▶ **Task requirements**:
Format each line of the records as an item in a numbered list, leaving out any blank lines.

-- Data supplied start --

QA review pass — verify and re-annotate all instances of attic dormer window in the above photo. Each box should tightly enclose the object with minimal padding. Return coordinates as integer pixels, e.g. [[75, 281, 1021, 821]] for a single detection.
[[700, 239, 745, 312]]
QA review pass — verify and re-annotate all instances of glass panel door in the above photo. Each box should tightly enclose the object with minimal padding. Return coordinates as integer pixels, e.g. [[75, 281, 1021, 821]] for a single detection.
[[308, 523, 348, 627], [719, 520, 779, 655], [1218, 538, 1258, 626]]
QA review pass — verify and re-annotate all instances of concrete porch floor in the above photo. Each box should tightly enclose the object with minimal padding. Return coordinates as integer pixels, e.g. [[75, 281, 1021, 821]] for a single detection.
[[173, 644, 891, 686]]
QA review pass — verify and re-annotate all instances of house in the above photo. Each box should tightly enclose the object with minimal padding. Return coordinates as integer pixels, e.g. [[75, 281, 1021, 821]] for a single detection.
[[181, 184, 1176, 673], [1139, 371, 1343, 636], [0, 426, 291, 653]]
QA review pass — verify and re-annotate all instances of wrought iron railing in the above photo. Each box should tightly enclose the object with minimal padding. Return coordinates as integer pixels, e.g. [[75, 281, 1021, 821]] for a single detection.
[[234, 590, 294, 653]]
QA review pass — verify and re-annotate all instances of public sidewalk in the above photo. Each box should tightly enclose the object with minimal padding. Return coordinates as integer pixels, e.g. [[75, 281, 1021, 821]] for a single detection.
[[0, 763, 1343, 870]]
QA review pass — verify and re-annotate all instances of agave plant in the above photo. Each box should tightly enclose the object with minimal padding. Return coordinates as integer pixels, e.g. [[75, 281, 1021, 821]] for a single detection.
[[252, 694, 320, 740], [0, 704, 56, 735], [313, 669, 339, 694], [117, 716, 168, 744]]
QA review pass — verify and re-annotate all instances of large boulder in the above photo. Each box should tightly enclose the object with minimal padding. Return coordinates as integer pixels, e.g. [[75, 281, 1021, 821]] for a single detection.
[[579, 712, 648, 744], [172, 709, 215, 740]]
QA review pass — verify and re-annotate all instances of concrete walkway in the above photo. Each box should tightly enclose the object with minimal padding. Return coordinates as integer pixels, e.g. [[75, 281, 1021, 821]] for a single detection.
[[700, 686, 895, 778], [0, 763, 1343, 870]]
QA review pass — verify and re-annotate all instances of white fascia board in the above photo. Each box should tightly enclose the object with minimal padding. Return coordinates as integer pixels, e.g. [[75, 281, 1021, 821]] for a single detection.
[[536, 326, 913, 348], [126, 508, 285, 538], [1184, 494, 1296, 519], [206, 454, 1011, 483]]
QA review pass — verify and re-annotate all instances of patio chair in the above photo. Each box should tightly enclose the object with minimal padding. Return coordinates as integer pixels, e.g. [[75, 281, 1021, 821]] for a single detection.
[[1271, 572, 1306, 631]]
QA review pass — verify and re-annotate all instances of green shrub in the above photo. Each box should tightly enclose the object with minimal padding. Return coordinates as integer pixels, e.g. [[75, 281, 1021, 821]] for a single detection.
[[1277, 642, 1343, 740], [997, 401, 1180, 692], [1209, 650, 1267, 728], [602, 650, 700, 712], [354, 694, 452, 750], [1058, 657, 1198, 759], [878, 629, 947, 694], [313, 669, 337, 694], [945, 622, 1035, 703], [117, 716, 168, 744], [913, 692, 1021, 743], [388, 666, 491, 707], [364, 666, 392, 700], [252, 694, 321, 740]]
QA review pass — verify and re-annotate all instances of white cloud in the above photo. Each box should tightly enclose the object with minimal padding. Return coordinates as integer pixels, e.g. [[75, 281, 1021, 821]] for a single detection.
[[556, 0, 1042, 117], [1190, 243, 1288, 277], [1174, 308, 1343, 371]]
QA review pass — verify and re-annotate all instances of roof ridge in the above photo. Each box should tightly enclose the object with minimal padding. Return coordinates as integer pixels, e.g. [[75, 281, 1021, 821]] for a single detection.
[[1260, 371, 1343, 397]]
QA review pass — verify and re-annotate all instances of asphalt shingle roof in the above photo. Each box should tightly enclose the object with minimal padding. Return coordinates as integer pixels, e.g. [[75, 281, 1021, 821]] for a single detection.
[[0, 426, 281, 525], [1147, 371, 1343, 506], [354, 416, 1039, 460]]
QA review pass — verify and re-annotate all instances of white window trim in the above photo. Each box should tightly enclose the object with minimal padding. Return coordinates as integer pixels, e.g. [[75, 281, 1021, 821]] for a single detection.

-- Data supplied end --

▶ **Solution below**:
1. QA review pass — verify and re-annotate all instances of attic dormer window in the above photo. Each box should tightly enclose the object with minimal padding. Return coordinates as integer pixels, e.g. [[75, 281, 1021, 821]] for a single detection.
2. [[700, 239, 745, 312]]
3. QA review pass — verify and re-annotate all instances of glass panel door in the above photo. Each box should tightly enclose the object with minimal padding. Return coordinates as integer pixels, e.g. [[75, 281, 1021, 821]] for a single detection.
4. [[308, 523, 348, 627], [719, 520, 779, 655], [1218, 538, 1258, 626]]
5. QA review pass — verify and re-annotate all instances of concrete porch floor in the above photo. Each box should tightly enclose the object with minimal padding. Return coordinates as integer pixels, e.g. [[75, 281, 1021, 821]] for a single detection.
6. [[173, 644, 891, 686]]
7. QA review pass — verify and re-annotate all instances of house in the above photo. Each box should tightly enclose the object with minimal padding. Return coordinates as integer pixels, e.g. [[75, 281, 1021, 821]] for a single detection.
8. [[181, 184, 1176, 673], [1139, 371, 1343, 636], [0, 426, 291, 653]]
9. QA review pass — verify and re-annotate all instances of wrought iron railing in the above photo. Each box should tightly enclose the object with minimal padding. Return coordinates as integer pixels, e.g. [[75, 281, 1021, 821]] for a single detection.
10. [[234, 590, 294, 653]]
11. QA review pass — verify and re-annotate all instances of public sidewalk in the above photo. Each box should tightly enclose the object with minimal padding. Return coordinates as integer pixels, e.g. [[75, 281, 1021, 821]] for a single detection.
12. [[0, 763, 1343, 870]]
13. QA review pass — verify and re-annotate all instances of agave plant in the above photo. Each box should tightly enclose the object with minimal padding. Return coordinates as integer pixels, e.g. [[75, 281, 1021, 821]] for a single detection.
14. [[252, 694, 320, 740], [0, 704, 56, 735], [313, 669, 339, 694], [117, 716, 168, 744]]
15. QA review pass — verify and re-annotate all instances of large boulder in the above photo. Each box should tightly enclose the object with minimal padding. Return coordinates as integer pixels, e.g. [[75, 281, 1021, 821]] for a single detection.
16. [[579, 712, 648, 744], [172, 709, 215, 740]]
17. QA review pass — verify and re-annotate all instances of concrete walkway in the above photo. Each box should tightly enclose the object with minimal padding. Return coordinates as integer pixels, e.g. [[75, 281, 1021, 821]] for a single detection.
18. [[700, 686, 895, 778], [0, 763, 1343, 870]]
19. QA review pass — verify and re-annotate all instances of white fascia board in the above photo. Each box should tightly enclose the object with minimal padding. Return coordinates as integer pixels, e.g. [[75, 281, 1021, 821]] for a single detection.
20. [[536, 326, 913, 348], [126, 508, 285, 538], [1184, 494, 1296, 519], [206, 454, 1011, 483]]
21. QA review pass — verify and re-annotate all instances of patio chair in the above photo. Each box should tightly enclose the object with minimal padding. Return coordinates as integer pixels, e.g. [[75, 281, 1021, 821]] for a single detection.
22. [[1271, 572, 1306, 631]]
23. QA review pass — verify and re-annotate all instances of green shrub in the above photo. Each box should tightly enclose the object with minimal padding. Return coordinates as integer pixels, e.g. [[75, 281, 1021, 821]] for a single detection.
24. [[1277, 642, 1343, 740], [997, 401, 1180, 692], [1209, 650, 1267, 728], [602, 650, 700, 712], [354, 694, 452, 750], [1058, 657, 1198, 759], [878, 629, 947, 694], [313, 669, 337, 694], [945, 622, 1035, 703], [117, 716, 168, 744], [913, 692, 1021, 743], [388, 666, 491, 707], [364, 666, 392, 700], [252, 694, 321, 740]]
25. QA review pass — verify and re-annotate all instances of white cloud in the above photo. Each box should tightly enclose the object with minimal padding. Return coordinates as integer pixels, e.g. [[75, 281, 1021, 821]] for a single detection.
26. [[556, 0, 1042, 117], [1190, 243, 1288, 277], [1174, 308, 1343, 371]]
27. QA review pass — verify and re-annotate all instances of roof ridge in the above photo. Each box should tightly enclose the object with minimal padding. Return coordinates as integer pixels, e.g. [[75, 281, 1021, 821]] for a single detection.
28. [[1260, 371, 1343, 397]]
29. QA review pass — verify and re-annotate all instances of asphalt shingle roof in the above photo. Each box should tightly enclose the object with minimal padding. Return coordinates as integer pixels, e.g. [[75, 281, 1021, 821]] for a single detection.
30. [[0, 426, 281, 525], [1147, 371, 1343, 506], [354, 416, 1039, 460]]
31. QA review pass — verify and re-annotate all instances of white window trim in the above photo. Each box should tightly enclose the object with minimal padding. Return coordinates as integer pixels, e.g. [[75, 281, 1021, 821]] for a single detection.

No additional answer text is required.